■ **EXERCISE AIM**: From the LibGuides transcript below, quote the passage that begins at "Because of my" and runs up to and including "of information literacy.".

■ **DOCUMENT EXCERPT**:
——————————

We’re at number 104, so two years episode every week. I’m feeling pretty good about that. Thank you for those that have been following. This month happens to be a pretty good month. We’re at the middle of the month and the number of downloads is just as many as I normally get for a month. I don’t know what’s going on, but I’m liking it. Today, we’re going to be talking about LibGuides and how you can use them in your classroom.
Because of my new role as director of an academic library, I’ve been taking a deep dive into how libraries can help in the classroom. While I’ve always appreciated the role of the library, now I have a better understanding that I would like to share with you. Today’s topic, as I mentioned is the use of LibGuides in the classroom. Basically, LibGuides are focused collection of references and instruction around a topic. That topic can be your class and you should have a role in creating them. I recently talked about LibGuides in episode ITC 102, when I talked about the whole idea of information literacy.
A LibGuide, I think is a really a central part. To start, I have to make a confession. During all my academic career, all my degrees, I have never used a single LibGuide. I suspect this is pretty commonplace. In fact, I was not even really aware of them until I finished my degree programs. I became more aware of them while working at a community college and working with the librarians and I also tripped upon them while I was doing research on open education resources.
It seemed a lot of libraries had LibGuides created for OER content and I really appreciated that. As I said, I was probably typical of most college students. I used Google and the general database, general library database as a search engine. I didn’t go into any special databases. I just use what was presented to me. I don’t think that I developed as an academic as well as I could have had I started using LibGuides and really understanding how the library really worked.
As I mentioned, because I am now in charge of an academic library, this is at the forefront of my mind. According to research cited in Bergstrom Lynch’s article, LibGuides by design using instructional design principles and user-centered studies to develop best practices, librarians tend to structure library guides according to the research process and around academic disciplines.
While students tend to think more in terms of courses, coursework, and the products of research. Additional research is showing that when creating a LibGuide, if you click created class-specific, specifically for a course, students will more likely use it. Then they get to understand how the library resources are pulled together, how they can best use the library resource resources for a particular discipline. A lot of power to it. I recognize my oversight, and see how important that LibGuides can be if they’re used.

——————————

Entries on locating named items:
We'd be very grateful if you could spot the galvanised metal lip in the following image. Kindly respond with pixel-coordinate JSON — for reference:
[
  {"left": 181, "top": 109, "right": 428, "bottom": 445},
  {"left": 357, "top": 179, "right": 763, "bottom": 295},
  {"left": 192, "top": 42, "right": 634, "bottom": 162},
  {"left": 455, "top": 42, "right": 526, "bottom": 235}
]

——————————

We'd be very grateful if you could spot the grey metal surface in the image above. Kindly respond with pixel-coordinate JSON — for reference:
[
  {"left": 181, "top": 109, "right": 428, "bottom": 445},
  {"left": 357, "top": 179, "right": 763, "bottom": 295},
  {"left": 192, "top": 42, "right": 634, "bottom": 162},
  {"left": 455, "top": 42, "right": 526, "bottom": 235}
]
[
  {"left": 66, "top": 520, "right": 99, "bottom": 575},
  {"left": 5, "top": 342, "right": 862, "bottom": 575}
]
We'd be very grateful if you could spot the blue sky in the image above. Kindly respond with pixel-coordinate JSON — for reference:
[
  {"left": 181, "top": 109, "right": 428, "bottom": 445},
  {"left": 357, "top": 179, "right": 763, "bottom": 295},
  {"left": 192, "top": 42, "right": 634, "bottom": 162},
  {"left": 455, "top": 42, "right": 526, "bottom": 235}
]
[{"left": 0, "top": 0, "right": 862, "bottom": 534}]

——————————

■ **SOLVED PROBLEM**:
Because of my new role as director of an academic library, I’ve been taking a deep dive into how libraries can help in the classroom. While I’ve always appreciated the role of the library, now I have a better understanding that I would like to share with you. Today’s topic, as I mentioned is the use of LibGuides in the classroom. Basically, LibGuides are focused collection of references and instruction around a topic. That topic can be your class and you should have a role in creating them. I recently talked about LibGuides in episode ITC 102, when I talked about the whole idea of information literacy.